Rewrite the listing from the line containing "like point(704, 258)." through the line containing "point(90, 79)", keeping every line including the request, and shift each answer coordinate by adding 97. Leave the numbers in the request and its sample format unchanged.
#### Data records
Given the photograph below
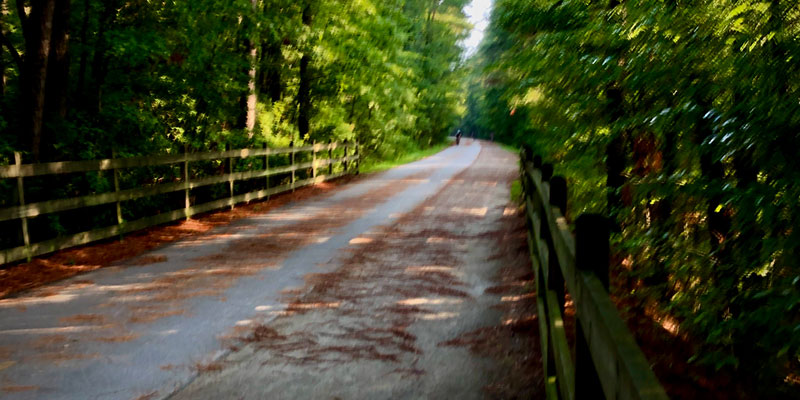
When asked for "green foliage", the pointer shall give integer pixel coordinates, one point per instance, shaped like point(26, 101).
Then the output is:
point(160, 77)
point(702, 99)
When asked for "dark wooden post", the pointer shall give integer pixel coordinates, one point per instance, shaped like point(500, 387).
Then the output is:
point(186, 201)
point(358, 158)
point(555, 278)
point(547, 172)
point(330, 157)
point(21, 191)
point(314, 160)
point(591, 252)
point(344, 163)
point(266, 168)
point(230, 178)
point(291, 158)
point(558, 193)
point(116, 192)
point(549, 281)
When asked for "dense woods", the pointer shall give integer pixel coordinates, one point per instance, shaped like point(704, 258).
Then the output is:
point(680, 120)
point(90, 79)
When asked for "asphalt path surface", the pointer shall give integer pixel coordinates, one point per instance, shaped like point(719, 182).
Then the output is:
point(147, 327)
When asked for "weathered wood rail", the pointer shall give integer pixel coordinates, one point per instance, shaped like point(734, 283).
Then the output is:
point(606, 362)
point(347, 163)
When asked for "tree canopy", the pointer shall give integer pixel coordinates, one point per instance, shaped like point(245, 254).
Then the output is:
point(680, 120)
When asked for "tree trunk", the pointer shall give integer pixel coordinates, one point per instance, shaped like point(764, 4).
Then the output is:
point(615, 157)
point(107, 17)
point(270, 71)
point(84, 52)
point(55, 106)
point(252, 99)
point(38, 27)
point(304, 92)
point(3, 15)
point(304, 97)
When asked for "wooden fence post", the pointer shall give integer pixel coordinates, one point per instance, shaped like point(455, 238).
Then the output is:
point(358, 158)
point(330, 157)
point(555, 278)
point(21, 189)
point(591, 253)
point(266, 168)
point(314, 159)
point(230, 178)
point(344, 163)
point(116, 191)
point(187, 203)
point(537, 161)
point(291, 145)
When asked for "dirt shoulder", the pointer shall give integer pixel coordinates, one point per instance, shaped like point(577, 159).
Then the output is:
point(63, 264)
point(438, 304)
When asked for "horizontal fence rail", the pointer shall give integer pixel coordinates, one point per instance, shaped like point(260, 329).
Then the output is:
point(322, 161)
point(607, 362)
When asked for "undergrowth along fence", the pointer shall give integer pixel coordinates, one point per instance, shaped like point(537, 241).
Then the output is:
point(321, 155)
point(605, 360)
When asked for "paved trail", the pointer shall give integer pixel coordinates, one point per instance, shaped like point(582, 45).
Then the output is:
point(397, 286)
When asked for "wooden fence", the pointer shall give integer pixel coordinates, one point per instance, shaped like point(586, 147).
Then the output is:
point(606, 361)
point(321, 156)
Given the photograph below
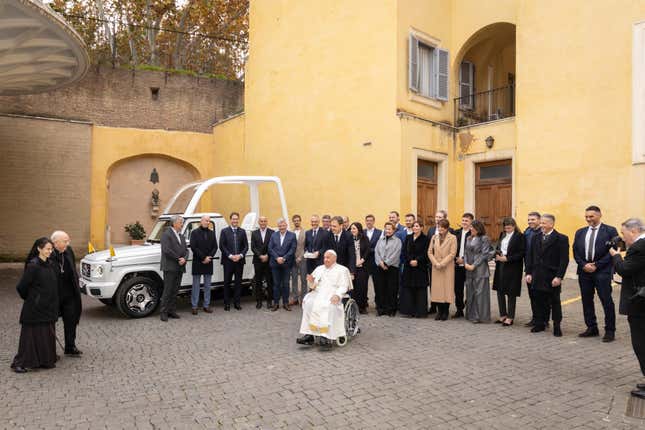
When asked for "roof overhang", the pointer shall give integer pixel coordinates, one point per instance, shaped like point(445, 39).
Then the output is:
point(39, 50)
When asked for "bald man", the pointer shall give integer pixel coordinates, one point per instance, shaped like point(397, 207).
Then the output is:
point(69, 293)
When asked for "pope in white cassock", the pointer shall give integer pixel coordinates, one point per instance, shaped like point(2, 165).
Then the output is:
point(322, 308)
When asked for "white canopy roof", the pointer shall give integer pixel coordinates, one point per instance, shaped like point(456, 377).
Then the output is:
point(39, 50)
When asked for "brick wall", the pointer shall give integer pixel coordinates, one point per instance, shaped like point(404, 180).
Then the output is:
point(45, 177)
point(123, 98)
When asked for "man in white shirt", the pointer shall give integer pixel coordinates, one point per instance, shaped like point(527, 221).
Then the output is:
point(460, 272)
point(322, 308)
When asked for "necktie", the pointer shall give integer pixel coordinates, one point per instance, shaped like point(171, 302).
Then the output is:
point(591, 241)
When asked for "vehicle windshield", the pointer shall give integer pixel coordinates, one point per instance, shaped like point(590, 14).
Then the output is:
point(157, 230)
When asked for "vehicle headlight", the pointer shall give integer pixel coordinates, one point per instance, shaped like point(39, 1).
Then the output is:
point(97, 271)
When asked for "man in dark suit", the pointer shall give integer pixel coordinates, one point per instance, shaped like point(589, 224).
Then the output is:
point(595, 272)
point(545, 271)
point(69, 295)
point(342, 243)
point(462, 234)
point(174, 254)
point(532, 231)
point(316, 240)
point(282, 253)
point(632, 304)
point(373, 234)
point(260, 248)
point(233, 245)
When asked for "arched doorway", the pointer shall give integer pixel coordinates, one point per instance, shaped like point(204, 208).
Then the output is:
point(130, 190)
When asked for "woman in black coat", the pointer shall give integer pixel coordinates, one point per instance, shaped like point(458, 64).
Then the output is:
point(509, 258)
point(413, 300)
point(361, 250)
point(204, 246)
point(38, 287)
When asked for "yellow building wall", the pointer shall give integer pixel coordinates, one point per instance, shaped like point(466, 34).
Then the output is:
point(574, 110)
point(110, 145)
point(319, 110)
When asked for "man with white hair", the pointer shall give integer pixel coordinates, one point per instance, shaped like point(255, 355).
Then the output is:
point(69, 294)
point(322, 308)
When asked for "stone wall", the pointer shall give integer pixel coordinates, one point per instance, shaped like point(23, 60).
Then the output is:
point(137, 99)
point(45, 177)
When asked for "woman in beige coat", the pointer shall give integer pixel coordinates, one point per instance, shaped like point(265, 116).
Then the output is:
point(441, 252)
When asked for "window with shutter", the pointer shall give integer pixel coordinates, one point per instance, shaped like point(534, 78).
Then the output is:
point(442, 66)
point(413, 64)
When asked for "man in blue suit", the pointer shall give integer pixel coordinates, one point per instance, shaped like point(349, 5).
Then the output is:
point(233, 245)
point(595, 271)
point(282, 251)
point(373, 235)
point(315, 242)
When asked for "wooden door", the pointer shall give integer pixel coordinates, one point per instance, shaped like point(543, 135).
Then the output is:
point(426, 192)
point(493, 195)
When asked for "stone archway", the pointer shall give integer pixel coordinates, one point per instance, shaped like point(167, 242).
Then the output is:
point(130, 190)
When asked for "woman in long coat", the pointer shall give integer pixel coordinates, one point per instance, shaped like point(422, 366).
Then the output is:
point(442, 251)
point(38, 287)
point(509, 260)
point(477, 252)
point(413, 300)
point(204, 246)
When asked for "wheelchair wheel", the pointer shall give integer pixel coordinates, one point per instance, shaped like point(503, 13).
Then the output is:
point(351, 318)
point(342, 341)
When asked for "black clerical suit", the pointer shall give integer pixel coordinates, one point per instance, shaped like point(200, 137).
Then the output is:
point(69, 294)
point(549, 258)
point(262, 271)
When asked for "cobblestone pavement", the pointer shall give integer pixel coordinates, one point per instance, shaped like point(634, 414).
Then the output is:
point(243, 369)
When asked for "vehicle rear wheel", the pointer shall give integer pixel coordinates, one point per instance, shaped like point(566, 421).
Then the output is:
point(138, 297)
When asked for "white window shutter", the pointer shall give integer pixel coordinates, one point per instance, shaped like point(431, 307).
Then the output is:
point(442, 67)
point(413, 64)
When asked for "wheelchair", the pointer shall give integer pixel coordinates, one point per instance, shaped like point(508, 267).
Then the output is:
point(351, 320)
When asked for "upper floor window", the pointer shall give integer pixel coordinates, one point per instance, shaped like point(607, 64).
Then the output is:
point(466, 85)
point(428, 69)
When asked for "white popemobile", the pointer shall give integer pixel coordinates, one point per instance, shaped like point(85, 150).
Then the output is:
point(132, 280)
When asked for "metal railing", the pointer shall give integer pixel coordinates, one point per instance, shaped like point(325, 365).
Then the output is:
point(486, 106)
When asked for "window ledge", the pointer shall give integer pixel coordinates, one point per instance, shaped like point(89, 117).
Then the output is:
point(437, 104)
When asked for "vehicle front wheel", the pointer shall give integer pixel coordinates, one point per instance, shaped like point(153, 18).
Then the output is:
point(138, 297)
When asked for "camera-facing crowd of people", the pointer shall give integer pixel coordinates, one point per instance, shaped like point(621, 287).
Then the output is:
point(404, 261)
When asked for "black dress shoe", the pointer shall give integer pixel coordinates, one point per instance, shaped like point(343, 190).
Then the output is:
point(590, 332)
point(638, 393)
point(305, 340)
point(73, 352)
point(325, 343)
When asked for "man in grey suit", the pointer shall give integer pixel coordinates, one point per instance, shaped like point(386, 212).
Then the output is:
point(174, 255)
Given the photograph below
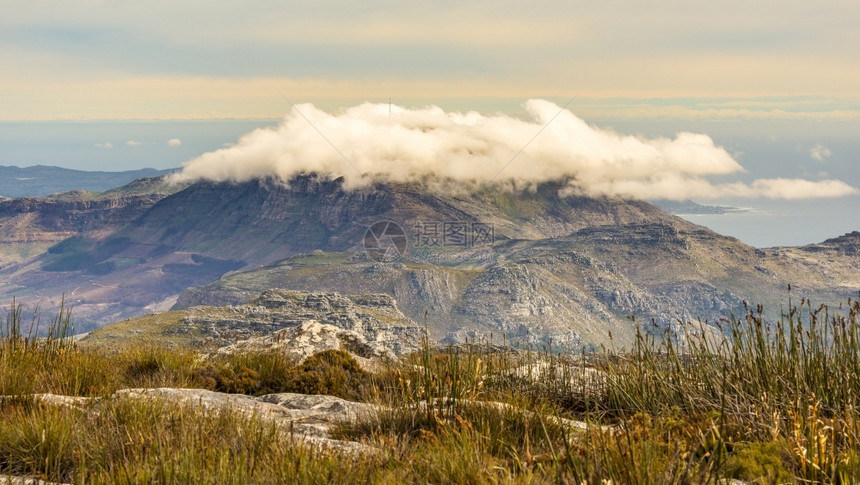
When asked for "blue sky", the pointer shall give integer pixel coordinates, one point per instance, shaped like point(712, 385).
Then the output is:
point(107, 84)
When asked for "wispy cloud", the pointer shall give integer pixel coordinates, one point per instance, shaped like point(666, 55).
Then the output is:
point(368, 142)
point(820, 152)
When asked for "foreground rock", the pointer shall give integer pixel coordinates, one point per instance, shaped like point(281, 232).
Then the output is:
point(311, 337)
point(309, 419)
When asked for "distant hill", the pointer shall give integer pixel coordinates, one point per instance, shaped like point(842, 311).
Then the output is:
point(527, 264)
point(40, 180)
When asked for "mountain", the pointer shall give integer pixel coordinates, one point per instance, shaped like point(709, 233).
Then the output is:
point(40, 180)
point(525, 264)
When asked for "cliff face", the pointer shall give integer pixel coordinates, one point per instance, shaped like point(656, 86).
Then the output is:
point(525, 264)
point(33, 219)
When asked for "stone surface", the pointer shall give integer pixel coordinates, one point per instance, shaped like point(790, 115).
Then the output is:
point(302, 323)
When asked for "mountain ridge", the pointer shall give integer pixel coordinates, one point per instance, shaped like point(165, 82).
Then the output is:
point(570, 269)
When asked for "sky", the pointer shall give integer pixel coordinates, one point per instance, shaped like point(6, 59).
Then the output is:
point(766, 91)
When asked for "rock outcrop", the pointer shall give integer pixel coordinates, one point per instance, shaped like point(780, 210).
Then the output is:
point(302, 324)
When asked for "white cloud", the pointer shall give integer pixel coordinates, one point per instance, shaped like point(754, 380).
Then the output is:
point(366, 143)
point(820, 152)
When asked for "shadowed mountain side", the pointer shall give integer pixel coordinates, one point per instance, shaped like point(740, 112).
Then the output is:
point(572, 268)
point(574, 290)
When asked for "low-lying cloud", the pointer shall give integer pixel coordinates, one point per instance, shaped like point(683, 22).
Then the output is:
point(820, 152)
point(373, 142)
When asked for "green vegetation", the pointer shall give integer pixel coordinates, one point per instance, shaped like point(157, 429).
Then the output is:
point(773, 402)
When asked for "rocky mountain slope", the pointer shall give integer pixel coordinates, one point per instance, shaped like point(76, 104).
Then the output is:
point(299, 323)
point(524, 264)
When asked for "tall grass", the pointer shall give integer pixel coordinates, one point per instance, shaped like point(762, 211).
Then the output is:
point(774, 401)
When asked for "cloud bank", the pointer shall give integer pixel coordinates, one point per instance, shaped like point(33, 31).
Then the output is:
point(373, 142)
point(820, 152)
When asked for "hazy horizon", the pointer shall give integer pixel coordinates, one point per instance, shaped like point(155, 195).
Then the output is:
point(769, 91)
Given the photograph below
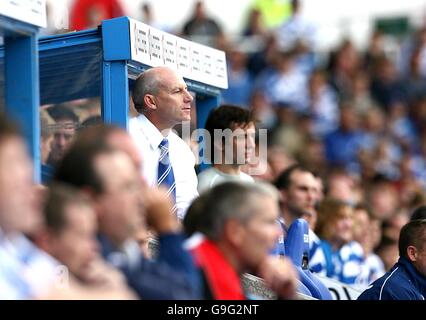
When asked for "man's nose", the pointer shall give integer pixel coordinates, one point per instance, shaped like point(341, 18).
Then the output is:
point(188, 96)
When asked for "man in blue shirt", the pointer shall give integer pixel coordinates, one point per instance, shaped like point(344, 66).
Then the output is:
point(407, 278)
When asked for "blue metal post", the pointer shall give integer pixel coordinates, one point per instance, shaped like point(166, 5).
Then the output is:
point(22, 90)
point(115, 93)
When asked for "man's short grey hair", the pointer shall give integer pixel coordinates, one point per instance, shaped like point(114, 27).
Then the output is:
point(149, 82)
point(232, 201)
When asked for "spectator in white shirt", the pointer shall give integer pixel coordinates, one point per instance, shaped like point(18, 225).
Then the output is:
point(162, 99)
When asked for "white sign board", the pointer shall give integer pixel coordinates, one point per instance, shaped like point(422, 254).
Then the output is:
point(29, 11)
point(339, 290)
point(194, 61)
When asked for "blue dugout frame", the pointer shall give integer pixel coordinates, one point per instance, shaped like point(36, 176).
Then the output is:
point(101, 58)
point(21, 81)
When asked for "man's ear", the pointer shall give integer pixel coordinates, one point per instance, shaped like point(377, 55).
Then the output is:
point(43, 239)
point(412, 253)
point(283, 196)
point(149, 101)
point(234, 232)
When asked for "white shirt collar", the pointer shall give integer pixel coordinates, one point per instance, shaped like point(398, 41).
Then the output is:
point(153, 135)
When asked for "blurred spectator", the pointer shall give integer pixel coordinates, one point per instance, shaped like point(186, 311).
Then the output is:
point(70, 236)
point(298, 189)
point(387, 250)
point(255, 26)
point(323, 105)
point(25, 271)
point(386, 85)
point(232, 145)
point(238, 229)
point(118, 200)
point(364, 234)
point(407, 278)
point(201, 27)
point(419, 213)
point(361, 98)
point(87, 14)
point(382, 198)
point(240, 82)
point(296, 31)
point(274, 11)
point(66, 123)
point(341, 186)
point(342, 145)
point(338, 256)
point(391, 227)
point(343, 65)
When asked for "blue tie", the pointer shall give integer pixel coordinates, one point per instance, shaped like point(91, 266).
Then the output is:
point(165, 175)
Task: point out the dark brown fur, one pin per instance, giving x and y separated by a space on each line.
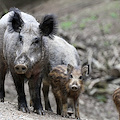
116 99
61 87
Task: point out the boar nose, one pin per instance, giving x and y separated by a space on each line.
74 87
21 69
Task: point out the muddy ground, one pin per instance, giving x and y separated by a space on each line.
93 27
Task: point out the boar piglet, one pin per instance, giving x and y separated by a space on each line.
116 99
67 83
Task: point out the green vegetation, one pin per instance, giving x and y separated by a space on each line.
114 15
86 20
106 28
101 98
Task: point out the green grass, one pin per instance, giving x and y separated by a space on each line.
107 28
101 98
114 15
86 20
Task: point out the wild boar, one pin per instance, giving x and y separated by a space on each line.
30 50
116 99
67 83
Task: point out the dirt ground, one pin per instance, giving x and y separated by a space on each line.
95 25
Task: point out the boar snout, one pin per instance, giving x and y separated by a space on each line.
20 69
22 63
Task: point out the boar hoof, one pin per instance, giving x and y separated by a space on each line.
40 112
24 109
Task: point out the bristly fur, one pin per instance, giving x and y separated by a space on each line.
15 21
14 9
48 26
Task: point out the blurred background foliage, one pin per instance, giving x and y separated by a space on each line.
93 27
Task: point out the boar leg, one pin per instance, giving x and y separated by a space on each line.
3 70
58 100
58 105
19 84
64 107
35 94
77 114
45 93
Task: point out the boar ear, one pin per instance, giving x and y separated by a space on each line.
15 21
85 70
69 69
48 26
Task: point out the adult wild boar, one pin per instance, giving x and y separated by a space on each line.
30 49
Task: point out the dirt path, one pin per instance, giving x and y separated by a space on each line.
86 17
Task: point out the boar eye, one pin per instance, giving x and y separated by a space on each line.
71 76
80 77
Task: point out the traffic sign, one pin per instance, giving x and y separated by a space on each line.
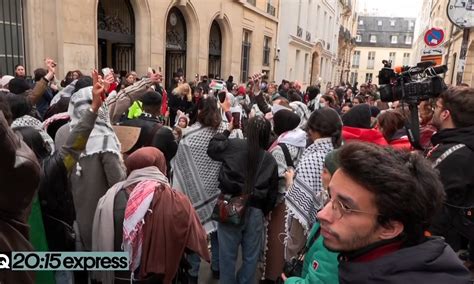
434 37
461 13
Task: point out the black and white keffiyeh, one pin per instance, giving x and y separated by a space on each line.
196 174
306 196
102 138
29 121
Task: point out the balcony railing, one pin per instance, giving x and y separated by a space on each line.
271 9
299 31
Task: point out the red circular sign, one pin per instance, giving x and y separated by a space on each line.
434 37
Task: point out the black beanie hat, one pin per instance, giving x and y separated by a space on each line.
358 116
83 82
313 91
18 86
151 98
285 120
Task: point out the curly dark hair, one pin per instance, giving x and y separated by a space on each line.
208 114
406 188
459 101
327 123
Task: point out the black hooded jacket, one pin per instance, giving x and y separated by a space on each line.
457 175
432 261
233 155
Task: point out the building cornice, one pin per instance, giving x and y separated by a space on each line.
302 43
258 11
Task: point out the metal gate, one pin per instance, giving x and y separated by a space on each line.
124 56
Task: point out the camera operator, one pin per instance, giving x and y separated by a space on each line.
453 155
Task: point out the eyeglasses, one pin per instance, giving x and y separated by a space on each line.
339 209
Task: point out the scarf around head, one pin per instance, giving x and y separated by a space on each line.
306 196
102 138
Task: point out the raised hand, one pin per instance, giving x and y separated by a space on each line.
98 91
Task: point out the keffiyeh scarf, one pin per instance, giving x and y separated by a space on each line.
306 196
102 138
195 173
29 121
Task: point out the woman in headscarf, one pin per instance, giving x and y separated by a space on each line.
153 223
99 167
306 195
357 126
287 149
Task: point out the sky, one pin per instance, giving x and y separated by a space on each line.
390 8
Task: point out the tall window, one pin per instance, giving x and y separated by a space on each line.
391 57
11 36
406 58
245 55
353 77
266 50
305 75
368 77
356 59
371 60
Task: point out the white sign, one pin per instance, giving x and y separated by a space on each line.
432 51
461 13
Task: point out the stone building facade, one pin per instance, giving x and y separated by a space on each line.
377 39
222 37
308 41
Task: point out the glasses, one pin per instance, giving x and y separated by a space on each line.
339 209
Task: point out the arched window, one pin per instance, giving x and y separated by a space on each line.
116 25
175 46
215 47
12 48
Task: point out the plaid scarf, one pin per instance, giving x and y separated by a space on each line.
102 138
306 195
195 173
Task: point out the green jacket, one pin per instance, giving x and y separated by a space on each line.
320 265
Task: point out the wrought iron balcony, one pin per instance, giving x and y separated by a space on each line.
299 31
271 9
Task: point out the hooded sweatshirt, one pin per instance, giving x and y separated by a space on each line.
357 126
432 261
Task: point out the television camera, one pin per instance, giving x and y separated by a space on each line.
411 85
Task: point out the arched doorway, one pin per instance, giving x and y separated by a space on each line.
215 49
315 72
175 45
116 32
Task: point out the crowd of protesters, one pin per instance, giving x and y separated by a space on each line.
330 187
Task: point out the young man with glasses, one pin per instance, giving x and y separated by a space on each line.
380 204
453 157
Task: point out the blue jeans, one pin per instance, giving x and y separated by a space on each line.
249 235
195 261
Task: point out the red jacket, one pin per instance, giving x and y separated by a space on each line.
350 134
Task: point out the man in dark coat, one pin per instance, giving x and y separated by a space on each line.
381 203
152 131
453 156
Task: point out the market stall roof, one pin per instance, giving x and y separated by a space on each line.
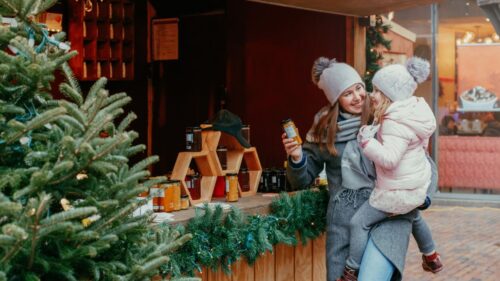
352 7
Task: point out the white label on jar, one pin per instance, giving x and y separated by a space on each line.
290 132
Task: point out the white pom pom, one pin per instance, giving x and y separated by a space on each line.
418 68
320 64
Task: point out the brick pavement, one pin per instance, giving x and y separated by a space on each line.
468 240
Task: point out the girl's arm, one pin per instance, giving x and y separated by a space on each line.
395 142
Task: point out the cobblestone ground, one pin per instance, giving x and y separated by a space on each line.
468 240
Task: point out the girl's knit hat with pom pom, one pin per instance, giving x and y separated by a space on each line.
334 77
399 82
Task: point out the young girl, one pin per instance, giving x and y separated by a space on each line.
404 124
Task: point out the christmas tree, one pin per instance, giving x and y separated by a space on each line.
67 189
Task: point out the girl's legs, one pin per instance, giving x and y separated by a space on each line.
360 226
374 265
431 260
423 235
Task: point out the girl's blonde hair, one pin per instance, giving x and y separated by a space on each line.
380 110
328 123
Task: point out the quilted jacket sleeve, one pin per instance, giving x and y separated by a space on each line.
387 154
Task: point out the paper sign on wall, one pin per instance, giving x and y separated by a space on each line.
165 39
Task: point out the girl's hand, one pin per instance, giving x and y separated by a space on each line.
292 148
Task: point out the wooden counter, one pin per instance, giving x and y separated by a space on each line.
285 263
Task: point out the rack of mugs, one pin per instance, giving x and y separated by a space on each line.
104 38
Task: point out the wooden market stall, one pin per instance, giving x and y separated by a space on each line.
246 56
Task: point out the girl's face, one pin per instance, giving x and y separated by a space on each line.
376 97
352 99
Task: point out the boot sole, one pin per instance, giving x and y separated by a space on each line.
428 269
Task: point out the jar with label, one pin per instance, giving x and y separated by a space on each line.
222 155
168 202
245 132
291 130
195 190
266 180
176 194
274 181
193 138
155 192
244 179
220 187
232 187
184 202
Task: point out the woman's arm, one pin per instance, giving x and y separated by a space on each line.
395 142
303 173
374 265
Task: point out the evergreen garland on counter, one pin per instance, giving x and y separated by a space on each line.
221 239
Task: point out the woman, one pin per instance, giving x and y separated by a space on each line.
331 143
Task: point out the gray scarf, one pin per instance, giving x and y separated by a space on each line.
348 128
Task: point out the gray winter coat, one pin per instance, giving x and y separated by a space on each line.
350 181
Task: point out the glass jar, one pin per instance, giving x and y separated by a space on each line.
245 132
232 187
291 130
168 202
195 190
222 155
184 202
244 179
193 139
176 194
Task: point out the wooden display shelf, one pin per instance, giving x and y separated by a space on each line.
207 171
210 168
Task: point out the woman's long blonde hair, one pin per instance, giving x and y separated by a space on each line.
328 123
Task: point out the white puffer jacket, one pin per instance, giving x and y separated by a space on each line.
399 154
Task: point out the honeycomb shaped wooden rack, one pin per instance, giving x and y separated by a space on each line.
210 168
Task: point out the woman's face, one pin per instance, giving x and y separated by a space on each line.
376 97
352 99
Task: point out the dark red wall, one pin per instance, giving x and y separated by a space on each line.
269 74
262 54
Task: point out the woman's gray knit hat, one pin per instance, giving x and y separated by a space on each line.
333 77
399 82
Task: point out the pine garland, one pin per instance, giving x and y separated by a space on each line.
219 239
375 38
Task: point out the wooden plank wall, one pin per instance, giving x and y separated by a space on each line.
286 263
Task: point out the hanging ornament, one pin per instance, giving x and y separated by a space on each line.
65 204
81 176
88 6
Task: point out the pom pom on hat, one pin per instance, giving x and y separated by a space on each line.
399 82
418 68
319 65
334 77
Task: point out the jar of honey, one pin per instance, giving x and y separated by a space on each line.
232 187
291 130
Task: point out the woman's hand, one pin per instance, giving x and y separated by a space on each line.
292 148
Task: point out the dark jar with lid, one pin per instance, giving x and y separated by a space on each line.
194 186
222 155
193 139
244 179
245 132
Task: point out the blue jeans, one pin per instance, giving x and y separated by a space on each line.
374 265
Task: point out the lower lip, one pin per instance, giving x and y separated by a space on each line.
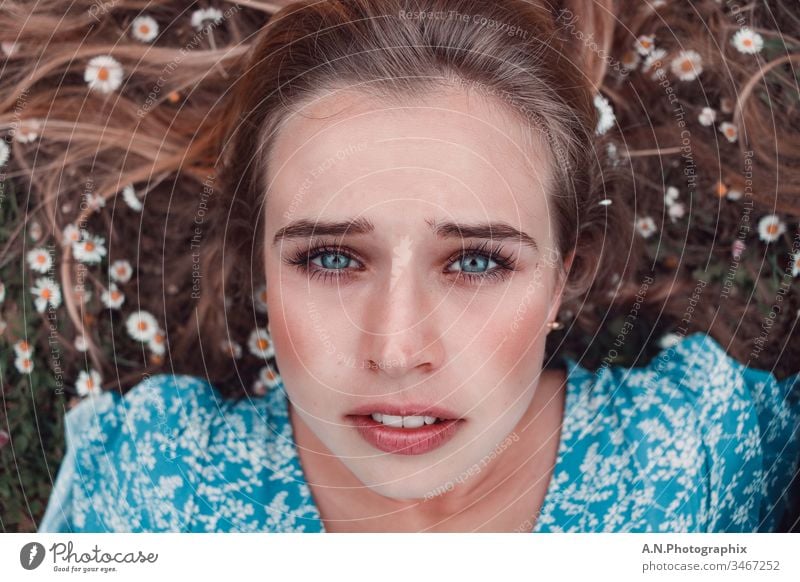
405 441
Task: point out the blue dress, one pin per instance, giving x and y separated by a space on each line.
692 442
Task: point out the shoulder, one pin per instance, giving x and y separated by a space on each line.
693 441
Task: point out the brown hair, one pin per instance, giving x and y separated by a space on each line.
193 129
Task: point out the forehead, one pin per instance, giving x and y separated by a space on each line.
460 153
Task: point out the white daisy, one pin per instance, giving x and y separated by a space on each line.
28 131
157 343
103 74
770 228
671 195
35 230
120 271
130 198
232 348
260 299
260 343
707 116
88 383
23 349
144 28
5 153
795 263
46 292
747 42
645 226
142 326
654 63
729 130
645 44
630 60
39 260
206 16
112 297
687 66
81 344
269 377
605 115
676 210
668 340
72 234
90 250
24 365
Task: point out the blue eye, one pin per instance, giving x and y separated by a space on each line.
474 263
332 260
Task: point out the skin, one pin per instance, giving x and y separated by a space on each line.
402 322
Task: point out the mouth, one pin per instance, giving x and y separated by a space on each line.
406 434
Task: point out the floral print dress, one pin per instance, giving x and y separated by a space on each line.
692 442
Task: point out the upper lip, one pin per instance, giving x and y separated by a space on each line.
########
Result of the exercise —
When asked for "dense woods", the pointer shall give integer pixel coordinates, one point per instance, shaped like point(704, 258).
Then the output is:
point(777, 217)
point(187, 176)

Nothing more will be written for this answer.